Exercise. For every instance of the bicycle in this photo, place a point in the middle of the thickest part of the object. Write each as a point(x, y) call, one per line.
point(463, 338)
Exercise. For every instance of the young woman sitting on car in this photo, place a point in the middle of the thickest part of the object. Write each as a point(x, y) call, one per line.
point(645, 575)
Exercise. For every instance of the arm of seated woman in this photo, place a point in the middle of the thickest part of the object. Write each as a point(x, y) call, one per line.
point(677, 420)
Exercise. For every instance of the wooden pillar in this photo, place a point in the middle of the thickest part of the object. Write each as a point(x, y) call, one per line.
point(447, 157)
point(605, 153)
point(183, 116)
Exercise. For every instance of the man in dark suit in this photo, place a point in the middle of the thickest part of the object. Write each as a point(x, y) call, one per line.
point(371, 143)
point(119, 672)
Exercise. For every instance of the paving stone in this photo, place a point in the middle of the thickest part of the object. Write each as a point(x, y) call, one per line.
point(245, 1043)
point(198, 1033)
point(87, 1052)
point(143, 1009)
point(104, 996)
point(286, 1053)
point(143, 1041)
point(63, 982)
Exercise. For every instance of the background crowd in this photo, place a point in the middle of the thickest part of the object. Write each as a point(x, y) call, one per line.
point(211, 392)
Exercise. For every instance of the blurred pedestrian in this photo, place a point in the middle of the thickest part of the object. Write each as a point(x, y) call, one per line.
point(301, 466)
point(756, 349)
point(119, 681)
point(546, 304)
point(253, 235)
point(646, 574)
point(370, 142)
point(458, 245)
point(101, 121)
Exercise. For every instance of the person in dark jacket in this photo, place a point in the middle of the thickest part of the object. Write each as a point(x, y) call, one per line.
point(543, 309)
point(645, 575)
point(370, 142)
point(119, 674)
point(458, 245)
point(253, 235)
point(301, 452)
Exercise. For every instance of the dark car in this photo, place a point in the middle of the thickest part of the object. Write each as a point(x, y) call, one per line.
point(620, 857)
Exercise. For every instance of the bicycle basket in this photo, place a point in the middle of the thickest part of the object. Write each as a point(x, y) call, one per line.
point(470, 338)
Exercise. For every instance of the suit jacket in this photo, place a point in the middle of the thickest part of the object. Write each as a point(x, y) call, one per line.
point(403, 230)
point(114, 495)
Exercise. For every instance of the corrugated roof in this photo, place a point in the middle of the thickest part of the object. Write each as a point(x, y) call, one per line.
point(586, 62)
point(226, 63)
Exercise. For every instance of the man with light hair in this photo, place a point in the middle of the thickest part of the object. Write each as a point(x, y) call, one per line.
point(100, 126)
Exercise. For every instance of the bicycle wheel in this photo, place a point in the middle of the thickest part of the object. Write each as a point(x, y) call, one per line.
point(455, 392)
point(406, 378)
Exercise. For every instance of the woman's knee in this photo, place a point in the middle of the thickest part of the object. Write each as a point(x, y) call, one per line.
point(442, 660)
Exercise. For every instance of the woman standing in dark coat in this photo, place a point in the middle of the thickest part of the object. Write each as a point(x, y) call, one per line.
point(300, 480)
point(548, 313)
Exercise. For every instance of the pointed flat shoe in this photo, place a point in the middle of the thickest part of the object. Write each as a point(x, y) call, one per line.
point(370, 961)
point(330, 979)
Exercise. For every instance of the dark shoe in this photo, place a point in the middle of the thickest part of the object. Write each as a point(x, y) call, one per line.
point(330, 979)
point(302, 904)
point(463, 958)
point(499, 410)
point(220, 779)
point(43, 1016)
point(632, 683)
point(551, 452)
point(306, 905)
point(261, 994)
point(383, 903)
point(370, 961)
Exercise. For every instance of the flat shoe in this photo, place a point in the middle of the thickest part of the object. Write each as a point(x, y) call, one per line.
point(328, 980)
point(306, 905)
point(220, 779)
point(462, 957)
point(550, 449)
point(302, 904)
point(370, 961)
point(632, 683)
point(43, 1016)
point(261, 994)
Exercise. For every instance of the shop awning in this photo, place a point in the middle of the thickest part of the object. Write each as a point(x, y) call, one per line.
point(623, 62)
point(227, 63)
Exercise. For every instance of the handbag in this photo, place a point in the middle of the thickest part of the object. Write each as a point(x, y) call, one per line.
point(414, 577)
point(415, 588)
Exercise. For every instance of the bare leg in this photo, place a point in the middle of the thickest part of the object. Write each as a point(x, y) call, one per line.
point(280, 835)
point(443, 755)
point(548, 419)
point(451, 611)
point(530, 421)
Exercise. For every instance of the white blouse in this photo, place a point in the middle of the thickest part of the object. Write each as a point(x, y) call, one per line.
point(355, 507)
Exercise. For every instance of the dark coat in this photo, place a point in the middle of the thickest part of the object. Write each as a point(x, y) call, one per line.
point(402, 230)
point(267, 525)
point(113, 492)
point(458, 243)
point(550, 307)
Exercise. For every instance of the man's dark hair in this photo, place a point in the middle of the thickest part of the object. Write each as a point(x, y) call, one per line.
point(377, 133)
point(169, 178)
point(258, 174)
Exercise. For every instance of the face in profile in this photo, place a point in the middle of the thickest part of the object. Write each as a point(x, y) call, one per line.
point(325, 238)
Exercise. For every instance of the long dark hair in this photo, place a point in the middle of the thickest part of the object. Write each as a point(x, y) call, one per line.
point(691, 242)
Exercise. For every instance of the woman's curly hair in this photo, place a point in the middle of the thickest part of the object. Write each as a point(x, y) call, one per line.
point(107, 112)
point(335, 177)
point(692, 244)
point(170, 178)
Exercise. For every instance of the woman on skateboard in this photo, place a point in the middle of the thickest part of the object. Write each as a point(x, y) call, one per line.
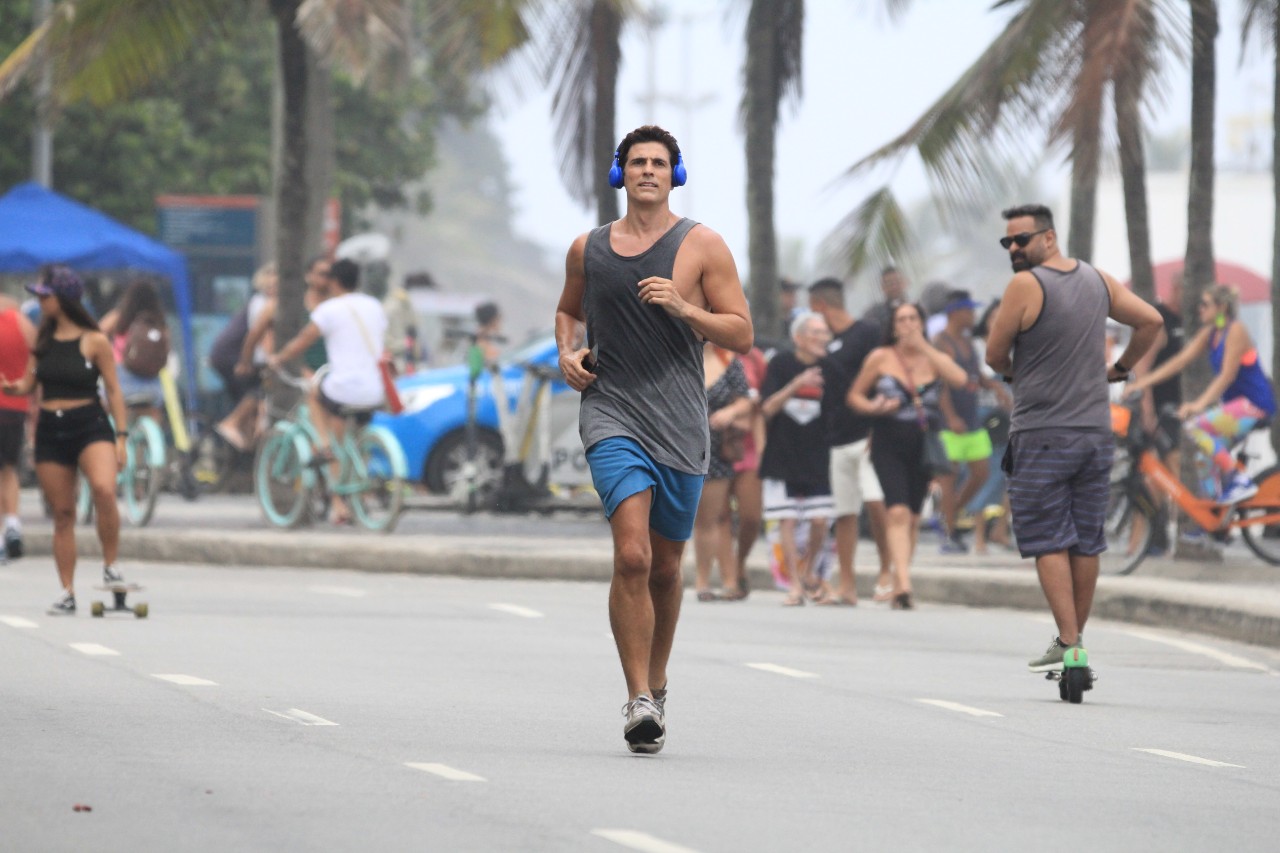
point(72, 430)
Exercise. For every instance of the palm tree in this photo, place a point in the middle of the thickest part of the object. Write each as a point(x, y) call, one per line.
point(1264, 18)
point(104, 49)
point(775, 35)
point(584, 106)
point(1047, 72)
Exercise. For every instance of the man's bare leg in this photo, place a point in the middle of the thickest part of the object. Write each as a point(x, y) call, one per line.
point(1056, 580)
point(666, 592)
point(631, 607)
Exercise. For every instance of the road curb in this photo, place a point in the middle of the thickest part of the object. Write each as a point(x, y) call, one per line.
point(1161, 603)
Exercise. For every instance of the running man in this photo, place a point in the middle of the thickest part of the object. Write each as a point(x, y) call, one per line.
point(649, 288)
point(1060, 446)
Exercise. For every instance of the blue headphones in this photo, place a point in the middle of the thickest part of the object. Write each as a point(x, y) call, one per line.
point(679, 174)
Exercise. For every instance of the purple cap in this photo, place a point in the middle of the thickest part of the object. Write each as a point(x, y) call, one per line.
point(59, 281)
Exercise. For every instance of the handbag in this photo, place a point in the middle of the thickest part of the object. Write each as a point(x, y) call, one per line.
point(385, 369)
point(936, 460)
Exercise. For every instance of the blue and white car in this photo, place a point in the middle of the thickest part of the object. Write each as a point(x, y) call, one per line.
point(432, 428)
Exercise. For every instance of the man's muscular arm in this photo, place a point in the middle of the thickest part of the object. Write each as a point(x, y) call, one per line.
point(1020, 296)
point(726, 320)
point(570, 319)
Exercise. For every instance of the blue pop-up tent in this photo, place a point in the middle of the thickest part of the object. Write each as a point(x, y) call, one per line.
point(40, 227)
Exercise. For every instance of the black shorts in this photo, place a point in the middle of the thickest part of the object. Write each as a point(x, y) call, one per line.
point(62, 436)
point(342, 410)
point(13, 429)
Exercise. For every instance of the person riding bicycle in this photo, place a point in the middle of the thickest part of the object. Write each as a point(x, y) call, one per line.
point(353, 327)
point(1238, 400)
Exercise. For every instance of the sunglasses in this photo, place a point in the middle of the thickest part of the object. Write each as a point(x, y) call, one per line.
point(1022, 240)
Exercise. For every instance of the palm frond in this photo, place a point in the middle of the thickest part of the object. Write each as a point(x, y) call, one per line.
point(873, 236)
point(589, 46)
point(353, 36)
point(1009, 86)
point(775, 36)
point(101, 50)
point(1260, 18)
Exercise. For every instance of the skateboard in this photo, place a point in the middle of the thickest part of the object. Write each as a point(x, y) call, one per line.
point(119, 592)
point(1074, 678)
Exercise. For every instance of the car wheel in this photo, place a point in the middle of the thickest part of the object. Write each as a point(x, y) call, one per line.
point(447, 461)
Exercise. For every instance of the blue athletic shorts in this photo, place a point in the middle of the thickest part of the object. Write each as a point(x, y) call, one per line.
point(621, 468)
point(1059, 489)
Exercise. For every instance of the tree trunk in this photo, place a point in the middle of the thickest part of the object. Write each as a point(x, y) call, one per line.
point(760, 113)
point(1084, 188)
point(292, 192)
point(1133, 176)
point(606, 37)
point(1200, 267)
point(1275, 233)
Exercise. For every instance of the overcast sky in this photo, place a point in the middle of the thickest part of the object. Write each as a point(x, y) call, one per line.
point(865, 80)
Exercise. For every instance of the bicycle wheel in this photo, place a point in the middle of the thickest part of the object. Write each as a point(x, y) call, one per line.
point(1128, 529)
point(283, 478)
point(1264, 539)
point(144, 471)
point(382, 471)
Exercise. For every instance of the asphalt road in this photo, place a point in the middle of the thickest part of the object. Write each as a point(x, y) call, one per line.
point(305, 710)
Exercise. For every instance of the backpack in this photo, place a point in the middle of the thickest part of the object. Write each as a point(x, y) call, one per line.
point(146, 347)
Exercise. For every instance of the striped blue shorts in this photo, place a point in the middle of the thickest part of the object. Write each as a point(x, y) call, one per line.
point(1059, 489)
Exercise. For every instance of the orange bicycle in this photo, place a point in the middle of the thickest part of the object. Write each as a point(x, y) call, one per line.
point(1133, 511)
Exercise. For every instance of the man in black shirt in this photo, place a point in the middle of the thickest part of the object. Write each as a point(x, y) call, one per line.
point(853, 479)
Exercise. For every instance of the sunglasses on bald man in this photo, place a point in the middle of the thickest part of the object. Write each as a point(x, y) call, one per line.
point(1022, 240)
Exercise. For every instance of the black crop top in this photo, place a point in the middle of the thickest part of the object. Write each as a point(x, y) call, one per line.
point(64, 373)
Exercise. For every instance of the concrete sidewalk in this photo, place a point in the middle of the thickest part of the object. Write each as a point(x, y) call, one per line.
point(1237, 600)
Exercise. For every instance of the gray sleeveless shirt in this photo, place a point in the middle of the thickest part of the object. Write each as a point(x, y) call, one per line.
point(649, 383)
point(1060, 363)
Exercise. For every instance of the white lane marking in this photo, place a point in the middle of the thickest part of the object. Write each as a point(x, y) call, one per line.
point(641, 842)
point(346, 592)
point(1226, 658)
point(516, 610)
point(295, 715)
point(444, 771)
point(186, 680)
point(960, 708)
point(782, 670)
point(1183, 756)
point(92, 648)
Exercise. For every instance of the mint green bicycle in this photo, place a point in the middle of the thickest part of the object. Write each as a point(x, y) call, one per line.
point(295, 484)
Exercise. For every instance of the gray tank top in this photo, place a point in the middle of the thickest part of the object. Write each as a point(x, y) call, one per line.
point(1060, 363)
point(649, 381)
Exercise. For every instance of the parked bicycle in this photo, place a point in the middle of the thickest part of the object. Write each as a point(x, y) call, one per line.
point(1133, 510)
point(295, 483)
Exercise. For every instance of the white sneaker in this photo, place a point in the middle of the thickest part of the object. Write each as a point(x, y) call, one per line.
point(645, 730)
point(1242, 488)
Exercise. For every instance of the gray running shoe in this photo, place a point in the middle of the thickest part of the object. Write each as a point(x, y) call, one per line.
point(64, 606)
point(645, 729)
point(1052, 657)
point(659, 698)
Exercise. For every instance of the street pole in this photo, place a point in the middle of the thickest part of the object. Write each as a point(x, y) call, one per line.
point(42, 133)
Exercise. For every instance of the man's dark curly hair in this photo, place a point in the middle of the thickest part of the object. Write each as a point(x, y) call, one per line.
point(648, 133)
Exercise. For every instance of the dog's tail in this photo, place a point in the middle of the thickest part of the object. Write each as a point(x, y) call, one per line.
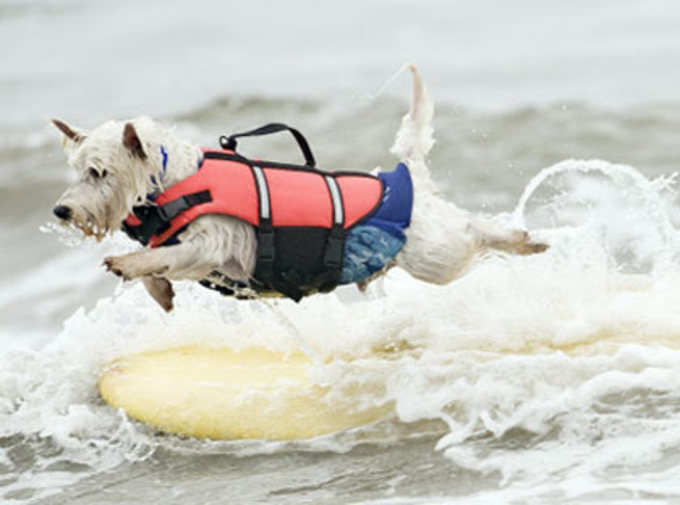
point(414, 138)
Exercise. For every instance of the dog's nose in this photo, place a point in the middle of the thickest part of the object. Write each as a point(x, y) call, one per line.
point(62, 212)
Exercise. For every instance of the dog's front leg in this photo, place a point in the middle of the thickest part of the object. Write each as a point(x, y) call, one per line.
point(160, 290)
point(181, 261)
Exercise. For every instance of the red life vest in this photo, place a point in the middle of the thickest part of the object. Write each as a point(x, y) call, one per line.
point(297, 197)
point(301, 216)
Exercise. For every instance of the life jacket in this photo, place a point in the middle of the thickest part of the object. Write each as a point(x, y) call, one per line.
point(301, 214)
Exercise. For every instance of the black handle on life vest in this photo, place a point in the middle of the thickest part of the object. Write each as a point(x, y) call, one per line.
point(230, 141)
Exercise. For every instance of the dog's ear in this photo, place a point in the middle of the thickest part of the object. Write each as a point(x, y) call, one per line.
point(70, 133)
point(132, 142)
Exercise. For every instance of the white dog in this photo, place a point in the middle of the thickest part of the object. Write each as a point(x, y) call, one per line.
point(124, 166)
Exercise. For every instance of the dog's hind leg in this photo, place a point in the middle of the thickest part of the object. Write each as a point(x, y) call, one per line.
point(491, 236)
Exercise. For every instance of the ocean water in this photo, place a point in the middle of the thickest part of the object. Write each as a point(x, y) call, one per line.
point(544, 379)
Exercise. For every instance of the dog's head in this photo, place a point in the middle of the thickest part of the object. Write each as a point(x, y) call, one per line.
point(113, 173)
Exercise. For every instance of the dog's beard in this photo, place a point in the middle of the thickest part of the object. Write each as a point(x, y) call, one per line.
point(101, 214)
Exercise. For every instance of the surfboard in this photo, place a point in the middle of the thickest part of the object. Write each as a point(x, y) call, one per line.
point(223, 394)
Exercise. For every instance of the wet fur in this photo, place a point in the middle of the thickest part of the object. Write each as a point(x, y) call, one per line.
point(118, 162)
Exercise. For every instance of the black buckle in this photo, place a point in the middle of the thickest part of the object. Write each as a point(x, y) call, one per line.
point(335, 244)
point(265, 242)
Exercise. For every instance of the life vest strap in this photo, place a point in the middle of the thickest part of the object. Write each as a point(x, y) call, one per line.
point(229, 143)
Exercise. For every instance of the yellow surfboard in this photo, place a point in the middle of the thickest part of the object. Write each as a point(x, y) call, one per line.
point(224, 394)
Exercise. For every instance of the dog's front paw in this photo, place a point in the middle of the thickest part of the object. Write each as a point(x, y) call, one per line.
point(133, 265)
point(114, 265)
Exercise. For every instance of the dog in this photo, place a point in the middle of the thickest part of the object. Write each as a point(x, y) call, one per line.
point(123, 165)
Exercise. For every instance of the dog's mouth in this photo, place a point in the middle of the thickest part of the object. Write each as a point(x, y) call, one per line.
point(88, 227)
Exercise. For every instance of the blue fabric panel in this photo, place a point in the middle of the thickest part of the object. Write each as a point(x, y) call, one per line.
point(394, 213)
point(372, 244)
point(367, 250)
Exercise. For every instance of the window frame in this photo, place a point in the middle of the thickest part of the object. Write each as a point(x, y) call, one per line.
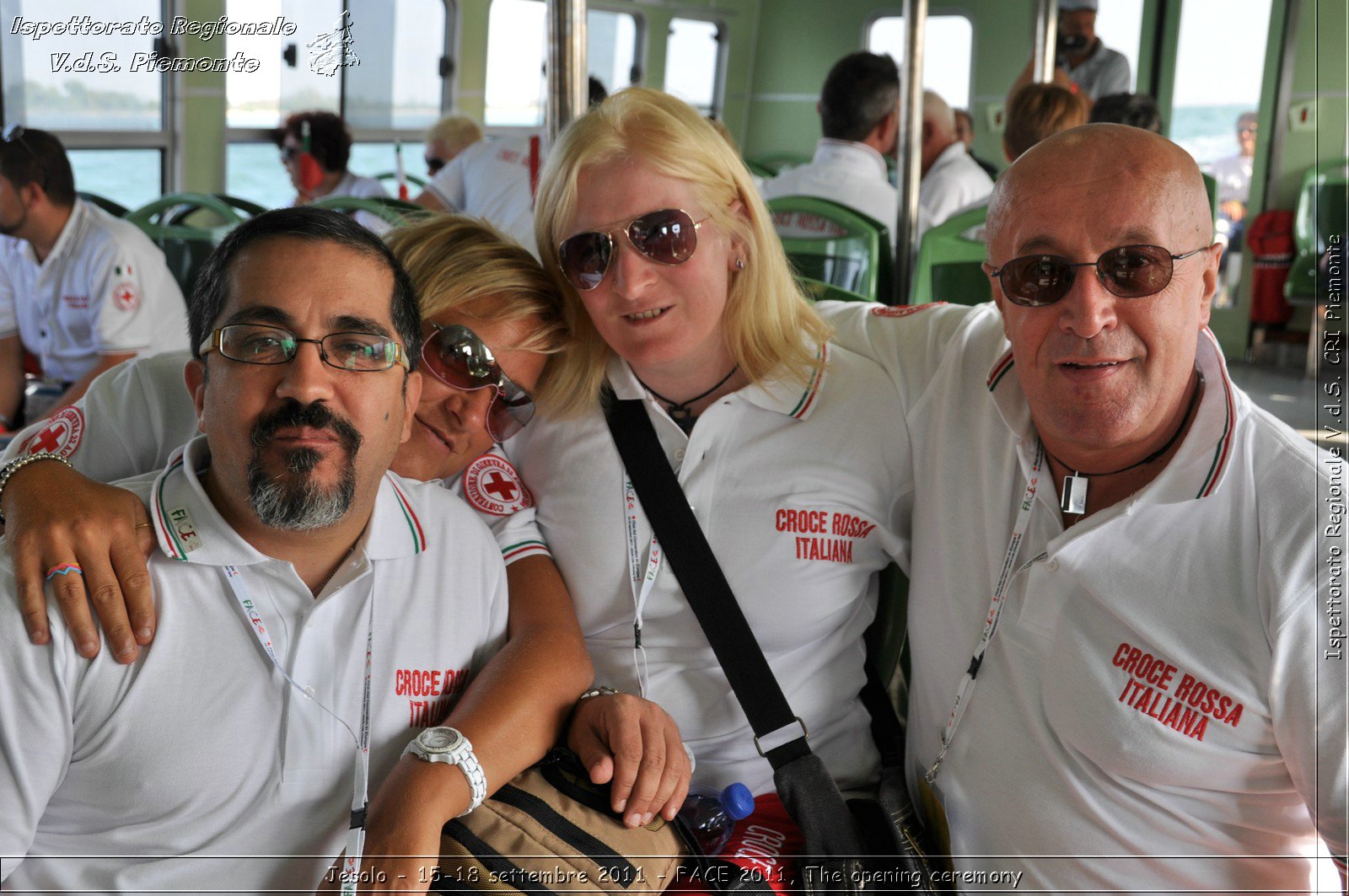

──────

SHORT EXERCISE: Lay out the part of the records that opens with the line containing "Exercise. For every instance of the blue athletic" and closes with the line containing "point(382, 471)" as a JSON list of strings, one string per line and no blank lines.

RESULT:
[
  "Exercise. For every instance of the blue athletic shorts in this photo, place a point in the middle of the thickest part of the object. Write each as a point(x, y) call, one per line.",
  "point(621, 468)",
  "point(1059, 489)",
  "Exercise. For every instance of the tree trunk in this photo, place a point in the middle of the thickest part of the object. Write each as a point(x, y) call, one per line.",
  "point(760, 113)",
  "point(1084, 188)",
  "point(292, 192)",
  "point(1133, 176)",
  "point(606, 37)",
  "point(1200, 267)",
  "point(1275, 233)",
  "Exercise. For every instance of the overcast sky in this photo, place a point in the middle of the thickest part of the object. Write each as a point(x, y) call, one per line.",
  "point(865, 80)",
  "Exercise. For every instance of the bicycle wheel in this photo, place a point in the middle of the thickest part of the object. Write each as a point(x, y) call, one per line.",
  "point(1128, 529)",
  "point(283, 478)",
  "point(1264, 539)",
  "point(144, 471)",
  "point(382, 471)"
]